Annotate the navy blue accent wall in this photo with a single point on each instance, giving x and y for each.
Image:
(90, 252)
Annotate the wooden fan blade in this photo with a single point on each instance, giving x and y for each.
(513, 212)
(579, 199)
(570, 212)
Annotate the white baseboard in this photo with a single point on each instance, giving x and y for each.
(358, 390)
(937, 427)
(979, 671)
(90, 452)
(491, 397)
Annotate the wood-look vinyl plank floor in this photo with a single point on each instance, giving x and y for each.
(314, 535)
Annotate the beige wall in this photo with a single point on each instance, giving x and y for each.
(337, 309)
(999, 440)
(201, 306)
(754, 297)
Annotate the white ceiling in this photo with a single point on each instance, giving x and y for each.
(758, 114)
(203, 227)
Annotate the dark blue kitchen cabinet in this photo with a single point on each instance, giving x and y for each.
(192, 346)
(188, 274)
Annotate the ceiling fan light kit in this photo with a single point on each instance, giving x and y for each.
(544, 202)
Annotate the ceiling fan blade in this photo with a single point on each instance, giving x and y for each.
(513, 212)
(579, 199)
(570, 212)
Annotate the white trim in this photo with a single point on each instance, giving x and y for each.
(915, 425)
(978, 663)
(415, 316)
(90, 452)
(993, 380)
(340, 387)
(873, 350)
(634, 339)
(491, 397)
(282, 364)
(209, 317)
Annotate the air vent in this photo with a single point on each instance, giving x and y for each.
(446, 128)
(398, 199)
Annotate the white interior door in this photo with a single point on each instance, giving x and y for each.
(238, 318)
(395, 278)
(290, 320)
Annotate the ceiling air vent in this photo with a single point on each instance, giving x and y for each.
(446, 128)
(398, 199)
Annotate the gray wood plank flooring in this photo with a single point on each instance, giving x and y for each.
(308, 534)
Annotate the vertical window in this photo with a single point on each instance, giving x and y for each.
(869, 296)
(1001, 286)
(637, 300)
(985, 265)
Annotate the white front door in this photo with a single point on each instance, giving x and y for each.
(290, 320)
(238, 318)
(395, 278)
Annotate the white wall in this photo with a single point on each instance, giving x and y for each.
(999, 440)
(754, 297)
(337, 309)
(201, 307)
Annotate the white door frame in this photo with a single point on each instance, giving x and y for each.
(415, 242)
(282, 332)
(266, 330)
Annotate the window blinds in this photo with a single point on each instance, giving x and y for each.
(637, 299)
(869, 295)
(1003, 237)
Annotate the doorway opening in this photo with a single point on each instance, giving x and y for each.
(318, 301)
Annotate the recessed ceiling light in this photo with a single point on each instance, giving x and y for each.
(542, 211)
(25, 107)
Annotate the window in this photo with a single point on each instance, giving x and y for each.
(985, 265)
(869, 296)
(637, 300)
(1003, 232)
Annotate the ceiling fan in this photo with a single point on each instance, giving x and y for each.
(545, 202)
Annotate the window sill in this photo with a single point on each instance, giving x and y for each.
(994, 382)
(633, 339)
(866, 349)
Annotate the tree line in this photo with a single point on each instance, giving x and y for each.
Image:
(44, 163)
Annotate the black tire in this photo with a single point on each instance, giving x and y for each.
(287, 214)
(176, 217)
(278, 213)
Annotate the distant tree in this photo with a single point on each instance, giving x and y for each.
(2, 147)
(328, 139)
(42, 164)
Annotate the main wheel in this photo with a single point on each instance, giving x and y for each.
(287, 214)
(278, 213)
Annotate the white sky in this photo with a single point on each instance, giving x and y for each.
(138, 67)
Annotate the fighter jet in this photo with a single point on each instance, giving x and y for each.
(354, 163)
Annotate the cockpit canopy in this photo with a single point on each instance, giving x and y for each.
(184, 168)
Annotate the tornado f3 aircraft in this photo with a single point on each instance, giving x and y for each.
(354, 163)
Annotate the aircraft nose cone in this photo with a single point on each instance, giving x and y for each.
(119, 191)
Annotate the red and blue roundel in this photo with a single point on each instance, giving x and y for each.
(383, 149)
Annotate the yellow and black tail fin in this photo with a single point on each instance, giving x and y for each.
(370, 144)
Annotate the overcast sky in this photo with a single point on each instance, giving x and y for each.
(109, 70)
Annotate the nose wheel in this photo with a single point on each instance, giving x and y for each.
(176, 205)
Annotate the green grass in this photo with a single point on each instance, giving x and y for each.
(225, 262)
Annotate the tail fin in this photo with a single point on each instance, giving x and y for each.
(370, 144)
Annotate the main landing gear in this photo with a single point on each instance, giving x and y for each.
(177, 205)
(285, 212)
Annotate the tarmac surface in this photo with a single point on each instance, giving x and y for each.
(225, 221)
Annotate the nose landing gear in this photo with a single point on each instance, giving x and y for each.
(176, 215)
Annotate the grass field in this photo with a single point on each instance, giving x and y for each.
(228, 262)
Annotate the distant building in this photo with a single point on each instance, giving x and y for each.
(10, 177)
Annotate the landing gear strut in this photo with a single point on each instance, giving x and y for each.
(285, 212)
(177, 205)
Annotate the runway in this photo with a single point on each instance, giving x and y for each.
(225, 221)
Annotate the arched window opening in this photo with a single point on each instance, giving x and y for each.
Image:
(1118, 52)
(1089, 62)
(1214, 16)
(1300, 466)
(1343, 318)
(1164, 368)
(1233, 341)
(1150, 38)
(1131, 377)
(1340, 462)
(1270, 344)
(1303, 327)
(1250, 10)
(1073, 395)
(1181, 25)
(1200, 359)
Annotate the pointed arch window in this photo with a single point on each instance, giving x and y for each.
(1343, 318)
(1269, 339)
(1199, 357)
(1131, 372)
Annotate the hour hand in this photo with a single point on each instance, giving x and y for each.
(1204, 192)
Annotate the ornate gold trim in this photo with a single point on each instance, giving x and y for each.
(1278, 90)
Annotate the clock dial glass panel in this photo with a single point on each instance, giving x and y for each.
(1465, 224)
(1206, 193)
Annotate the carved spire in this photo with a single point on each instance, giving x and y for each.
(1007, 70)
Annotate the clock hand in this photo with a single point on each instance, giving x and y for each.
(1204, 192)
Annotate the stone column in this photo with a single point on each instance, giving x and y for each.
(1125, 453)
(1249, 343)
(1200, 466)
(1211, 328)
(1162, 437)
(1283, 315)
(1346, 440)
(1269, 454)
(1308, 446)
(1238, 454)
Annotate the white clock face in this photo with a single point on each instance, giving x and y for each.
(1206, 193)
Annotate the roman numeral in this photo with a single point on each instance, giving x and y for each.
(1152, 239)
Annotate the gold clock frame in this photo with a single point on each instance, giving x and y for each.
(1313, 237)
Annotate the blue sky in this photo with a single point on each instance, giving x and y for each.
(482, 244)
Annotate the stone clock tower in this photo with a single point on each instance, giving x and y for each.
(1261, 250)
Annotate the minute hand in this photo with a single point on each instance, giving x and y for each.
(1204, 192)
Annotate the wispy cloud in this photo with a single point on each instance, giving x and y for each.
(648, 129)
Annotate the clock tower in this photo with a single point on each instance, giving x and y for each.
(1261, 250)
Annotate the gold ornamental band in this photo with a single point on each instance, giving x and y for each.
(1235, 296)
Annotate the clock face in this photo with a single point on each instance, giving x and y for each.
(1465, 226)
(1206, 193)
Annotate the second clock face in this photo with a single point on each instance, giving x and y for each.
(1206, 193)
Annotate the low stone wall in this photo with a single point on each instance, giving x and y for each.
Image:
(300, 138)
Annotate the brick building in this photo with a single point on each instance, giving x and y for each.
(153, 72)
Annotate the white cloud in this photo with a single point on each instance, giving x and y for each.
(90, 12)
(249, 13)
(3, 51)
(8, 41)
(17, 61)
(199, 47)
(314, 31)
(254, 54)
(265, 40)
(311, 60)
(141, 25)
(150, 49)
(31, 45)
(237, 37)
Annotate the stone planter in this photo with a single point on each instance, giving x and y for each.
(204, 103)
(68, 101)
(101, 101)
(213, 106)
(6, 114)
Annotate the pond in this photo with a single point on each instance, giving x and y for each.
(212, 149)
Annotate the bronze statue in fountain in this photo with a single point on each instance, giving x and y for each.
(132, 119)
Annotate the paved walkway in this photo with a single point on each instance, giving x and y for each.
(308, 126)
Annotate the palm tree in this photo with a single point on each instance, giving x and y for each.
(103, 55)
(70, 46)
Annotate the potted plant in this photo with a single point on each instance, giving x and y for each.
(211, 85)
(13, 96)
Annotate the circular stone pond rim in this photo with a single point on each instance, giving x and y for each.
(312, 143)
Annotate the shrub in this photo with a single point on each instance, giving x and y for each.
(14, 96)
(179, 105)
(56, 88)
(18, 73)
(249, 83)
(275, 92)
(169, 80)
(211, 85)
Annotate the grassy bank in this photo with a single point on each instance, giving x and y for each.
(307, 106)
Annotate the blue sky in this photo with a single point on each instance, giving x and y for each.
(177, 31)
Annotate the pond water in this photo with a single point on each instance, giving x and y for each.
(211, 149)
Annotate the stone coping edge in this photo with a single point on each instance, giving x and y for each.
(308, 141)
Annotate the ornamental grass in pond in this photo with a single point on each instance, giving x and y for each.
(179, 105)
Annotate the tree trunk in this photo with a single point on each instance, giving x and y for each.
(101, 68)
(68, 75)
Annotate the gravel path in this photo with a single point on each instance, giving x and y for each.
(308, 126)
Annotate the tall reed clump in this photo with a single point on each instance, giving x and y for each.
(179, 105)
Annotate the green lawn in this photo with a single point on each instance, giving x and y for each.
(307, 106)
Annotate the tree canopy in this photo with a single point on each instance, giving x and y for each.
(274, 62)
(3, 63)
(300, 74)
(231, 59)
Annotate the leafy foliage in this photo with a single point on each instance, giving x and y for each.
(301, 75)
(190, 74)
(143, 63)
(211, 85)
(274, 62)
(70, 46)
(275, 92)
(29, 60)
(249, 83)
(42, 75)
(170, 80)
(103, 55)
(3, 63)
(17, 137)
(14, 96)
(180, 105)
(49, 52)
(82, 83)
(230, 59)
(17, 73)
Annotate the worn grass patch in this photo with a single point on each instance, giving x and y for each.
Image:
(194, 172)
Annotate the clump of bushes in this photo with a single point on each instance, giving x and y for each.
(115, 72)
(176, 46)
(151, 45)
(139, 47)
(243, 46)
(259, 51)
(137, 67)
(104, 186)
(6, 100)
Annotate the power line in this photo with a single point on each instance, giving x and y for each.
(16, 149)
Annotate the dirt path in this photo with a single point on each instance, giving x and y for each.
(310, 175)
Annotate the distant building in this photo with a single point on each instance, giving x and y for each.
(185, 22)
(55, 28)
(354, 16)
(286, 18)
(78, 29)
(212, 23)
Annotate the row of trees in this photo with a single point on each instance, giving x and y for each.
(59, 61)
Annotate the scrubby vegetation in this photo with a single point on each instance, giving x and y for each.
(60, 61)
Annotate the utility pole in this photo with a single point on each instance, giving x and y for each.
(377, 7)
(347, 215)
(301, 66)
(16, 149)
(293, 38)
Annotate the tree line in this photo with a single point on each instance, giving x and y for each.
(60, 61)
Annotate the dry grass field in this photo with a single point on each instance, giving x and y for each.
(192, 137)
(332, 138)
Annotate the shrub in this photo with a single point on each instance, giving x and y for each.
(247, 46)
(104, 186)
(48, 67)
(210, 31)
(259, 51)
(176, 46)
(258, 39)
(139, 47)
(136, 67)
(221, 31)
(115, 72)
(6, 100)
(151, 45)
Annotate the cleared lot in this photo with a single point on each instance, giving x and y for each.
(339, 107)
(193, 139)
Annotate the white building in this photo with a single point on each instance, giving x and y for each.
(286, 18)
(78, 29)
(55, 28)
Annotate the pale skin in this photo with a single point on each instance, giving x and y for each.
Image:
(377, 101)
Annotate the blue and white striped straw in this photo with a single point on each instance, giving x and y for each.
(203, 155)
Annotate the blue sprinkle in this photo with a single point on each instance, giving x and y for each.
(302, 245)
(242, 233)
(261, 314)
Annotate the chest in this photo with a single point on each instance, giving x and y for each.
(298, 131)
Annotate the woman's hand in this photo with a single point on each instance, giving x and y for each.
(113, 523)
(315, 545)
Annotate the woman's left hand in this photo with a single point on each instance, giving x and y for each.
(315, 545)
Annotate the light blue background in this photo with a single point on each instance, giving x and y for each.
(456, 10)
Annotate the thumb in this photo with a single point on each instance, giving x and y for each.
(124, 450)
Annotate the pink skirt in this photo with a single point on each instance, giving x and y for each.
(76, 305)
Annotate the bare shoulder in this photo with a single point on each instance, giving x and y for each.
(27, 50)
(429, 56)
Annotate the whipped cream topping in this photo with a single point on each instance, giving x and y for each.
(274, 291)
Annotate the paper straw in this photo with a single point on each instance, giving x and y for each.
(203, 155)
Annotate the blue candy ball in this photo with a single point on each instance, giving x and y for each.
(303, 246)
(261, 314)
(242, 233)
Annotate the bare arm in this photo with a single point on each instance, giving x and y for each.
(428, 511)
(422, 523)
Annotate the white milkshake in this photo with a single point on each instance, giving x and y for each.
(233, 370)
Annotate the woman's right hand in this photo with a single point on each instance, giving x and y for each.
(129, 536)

-*-*-

--- Work to complete ---
A word-for-word restatement of the lines running from the one with "Annotate the blue candy" to the last line of the records is the whole answer.

--- Answer space ---
Annotate the blue candy ball in this photo with a single point on each instance, giving x and y for each.
(303, 246)
(261, 314)
(242, 233)
Annotate the bare arm in this photo with a single point on each instance, giving x and y for each.
(428, 511)
(422, 523)
Annotate the white milkshake in this photo with a single point on each instance, giving x and y for each.
(233, 370)
Annotate the woman's right hand in this photo with a single point on each instance, giving x and y for each.
(129, 536)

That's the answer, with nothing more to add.